- Exercise instructions -
Revise all the records below, swapping every "keypoint" for "point" and keeping everything else the same. Leave the pictures out of your answer.

(Photo object pointing records)

━━━

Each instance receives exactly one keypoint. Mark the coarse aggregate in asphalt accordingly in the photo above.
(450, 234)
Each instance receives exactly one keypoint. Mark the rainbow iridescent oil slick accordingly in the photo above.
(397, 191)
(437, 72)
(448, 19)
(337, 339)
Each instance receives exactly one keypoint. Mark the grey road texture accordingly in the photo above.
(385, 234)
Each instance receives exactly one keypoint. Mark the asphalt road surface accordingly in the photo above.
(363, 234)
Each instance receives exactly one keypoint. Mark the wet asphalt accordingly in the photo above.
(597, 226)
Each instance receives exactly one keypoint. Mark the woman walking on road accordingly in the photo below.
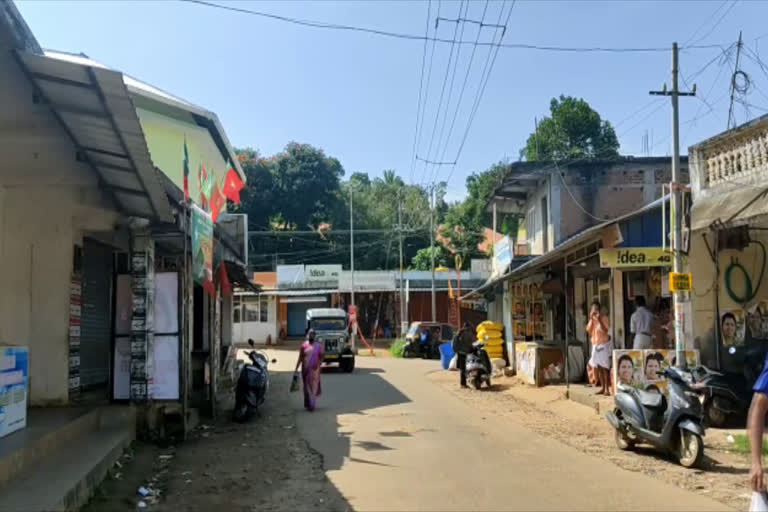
(310, 360)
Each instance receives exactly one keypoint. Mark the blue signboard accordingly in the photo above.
(14, 372)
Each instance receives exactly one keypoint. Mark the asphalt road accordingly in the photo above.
(392, 440)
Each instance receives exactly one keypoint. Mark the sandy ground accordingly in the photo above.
(399, 435)
(724, 473)
(261, 465)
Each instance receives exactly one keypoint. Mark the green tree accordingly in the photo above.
(464, 222)
(573, 130)
(423, 258)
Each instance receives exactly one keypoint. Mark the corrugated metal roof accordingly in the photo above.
(140, 88)
(581, 237)
(93, 106)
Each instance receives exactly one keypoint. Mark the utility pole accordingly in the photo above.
(680, 298)
(403, 320)
(731, 120)
(432, 247)
(351, 245)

━━━

- Answer to this exercise -
Each instance receives exactly one point. Mark the coarse aggregate in asphalt accordingly in the photo above.
(450, 234)
Each instance receives exactly one point. Mark the rainbow iridescent oil slick accordingly in the photo above.
(397, 191)
(437, 72)
(448, 19)
(337, 339)
Each instance receives exactly one point. Mark the grey road texture accordingly in the photo above.
(385, 234)
Each instance receives exactly one point. Mark the asphalt road surface accordingly in the photo above.
(363, 234)
Each instance receives exactly one point. Mark the wet asphalt accordingly in the photo above.
(597, 226)
Each instance receives exactly one point. Mark the woman walking on road accordingly in the photo below.
(310, 360)
Each instance receives exactly one point. Mark the blue signboard accordingly in the photo above.
(14, 372)
Each instance receives exactly one point. Mark the asphalt road accordingly in the photo above.
(392, 440)
Each instance receives exactly one point. Mark the sandy ground accordingly in the photo above.
(399, 435)
(724, 473)
(261, 465)
Each instance receives exactly one point. Mark the green tree accordingly in the photo above.
(464, 222)
(573, 130)
(423, 258)
Each instance receives exactly one point. Mark the corrugated metal roof accordingly in the photo above.
(140, 88)
(581, 237)
(93, 106)
Each instance receives exactly one point. Mark the utility pole accordingly in the photo above.
(680, 298)
(403, 320)
(731, 120)
(432, 247)
(351, 245)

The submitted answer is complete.